## [Beitrag]

---*---

Naja, nicht ganz, hier gibts nen kleinen Einblick: Net Index by Ookla (bzw hier für Deutschland http://netindex.com/download/2,27/Germany/, natürlich ist das kein genauer Wert, sondern ein Mittelwert aller Testversuche bei speedtet.net)



Jan565 schrieb:


> Ich gehe davon aus, dass Sky DSL bald wieder mehr im kommen sein wird, da man mit nichts schneller übertragen kann.


Ich hab da jetzt zwar nicht so den Überblick, aber ich seh das ein bisschen anders. In meiner Gegend (Ostalb) wird zurzeit fast überall Glasfaser verlegt bzw ist geplant. Selber kann ich in dem Dorf in dem ich wohne theoretisch 100k DSL verwenden. Als Beispiel kann ich auch eine etwas größere Stadt aus meinem Umfeld nennen, Aalen hat laut Ookla im Durschnitt 52.31Mbps.


----------



## kleinerSchuh (10. März 2011)

Warum nicht gleich den Vergleich zur Blu-Ray, weil moderner? Die DVD+ haben hier, meist 4482MB & DVD- 4488MB. Mal 240 gibts auch so ein wenig Unterschied.
Oder CD? Dann ist die Zahl höher. Oder Floppy?

Das ist doch eine gute Sache & mal wieder Punkte für Deutschland als Wissenschaftsstandort.


----------



## sandman85 (10. März 2011)

Mal ganz im Ernst:
Wozu sollte ein Privatandwender sowas brauchen?

---*---

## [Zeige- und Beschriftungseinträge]
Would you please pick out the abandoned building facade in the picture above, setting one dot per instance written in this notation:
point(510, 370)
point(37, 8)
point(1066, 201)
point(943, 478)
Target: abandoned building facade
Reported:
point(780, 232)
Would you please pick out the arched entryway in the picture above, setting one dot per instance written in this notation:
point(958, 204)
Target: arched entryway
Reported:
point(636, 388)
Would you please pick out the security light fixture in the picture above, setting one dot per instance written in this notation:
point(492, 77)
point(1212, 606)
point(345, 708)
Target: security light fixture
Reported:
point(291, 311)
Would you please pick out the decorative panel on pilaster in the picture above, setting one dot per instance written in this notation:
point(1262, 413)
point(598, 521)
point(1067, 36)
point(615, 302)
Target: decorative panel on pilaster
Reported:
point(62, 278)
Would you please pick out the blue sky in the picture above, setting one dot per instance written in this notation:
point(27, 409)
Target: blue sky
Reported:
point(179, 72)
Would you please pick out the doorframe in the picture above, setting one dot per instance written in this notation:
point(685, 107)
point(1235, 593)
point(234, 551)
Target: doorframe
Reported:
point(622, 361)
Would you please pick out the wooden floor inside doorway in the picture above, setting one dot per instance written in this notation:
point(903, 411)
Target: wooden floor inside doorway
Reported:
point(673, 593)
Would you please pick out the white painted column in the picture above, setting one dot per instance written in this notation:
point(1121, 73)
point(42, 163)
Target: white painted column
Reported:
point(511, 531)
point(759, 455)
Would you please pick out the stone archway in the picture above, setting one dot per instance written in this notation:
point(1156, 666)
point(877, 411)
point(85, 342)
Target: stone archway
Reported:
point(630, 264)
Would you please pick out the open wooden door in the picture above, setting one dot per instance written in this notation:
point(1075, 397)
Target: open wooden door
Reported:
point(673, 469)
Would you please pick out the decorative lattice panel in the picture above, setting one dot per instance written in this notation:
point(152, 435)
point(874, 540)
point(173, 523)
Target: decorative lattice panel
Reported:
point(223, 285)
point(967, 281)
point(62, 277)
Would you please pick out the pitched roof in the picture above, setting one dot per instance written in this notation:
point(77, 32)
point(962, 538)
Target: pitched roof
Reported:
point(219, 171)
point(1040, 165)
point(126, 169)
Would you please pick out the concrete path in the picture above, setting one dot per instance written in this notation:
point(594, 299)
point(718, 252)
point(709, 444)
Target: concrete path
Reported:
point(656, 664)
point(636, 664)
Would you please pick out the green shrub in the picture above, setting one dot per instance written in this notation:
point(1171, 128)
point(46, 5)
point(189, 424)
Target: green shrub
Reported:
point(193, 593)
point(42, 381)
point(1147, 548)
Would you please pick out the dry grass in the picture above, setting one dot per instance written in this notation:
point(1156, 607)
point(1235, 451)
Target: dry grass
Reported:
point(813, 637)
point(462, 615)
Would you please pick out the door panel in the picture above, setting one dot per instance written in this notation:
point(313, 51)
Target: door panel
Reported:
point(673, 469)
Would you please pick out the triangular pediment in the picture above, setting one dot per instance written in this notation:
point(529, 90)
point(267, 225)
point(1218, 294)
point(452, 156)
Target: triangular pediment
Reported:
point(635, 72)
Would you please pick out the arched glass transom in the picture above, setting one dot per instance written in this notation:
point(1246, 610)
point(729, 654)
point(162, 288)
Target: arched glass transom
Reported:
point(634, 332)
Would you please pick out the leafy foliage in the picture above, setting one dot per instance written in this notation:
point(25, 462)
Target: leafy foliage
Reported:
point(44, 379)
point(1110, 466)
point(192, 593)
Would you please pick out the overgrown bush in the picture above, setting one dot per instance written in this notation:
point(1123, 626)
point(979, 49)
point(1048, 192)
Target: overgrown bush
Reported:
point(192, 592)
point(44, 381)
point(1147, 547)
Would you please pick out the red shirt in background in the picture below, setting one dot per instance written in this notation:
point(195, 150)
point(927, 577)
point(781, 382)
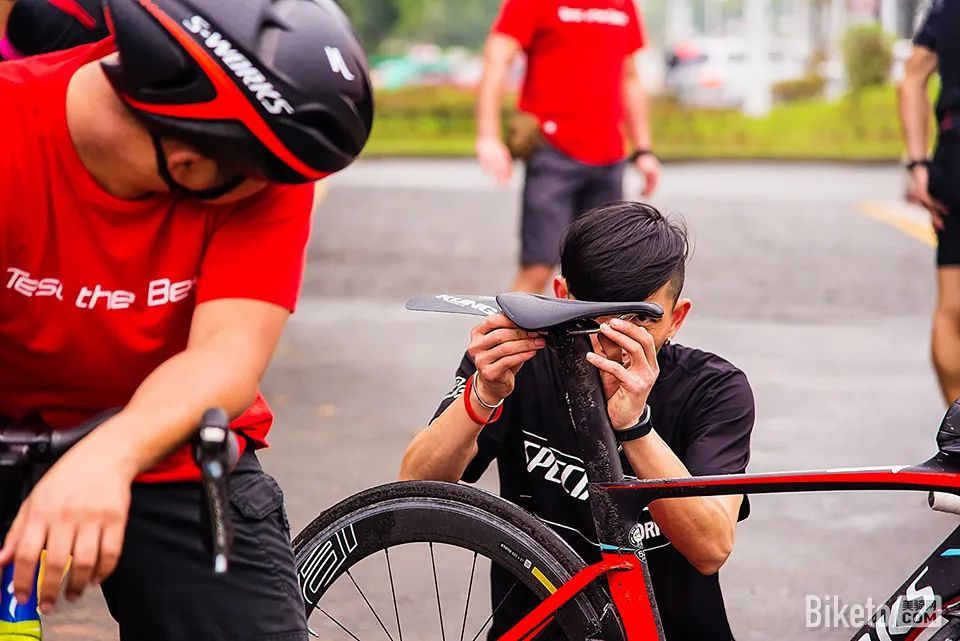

---*---

## [Aufgabe]
Welche Durchschnittsgeschwindigkeit nennt der Beitrag laut Ookla für Aalen? Stütze dich ausschließlich auf den Beitrag.

## [Antwort]
52.31 Mbps im Durchschnitt.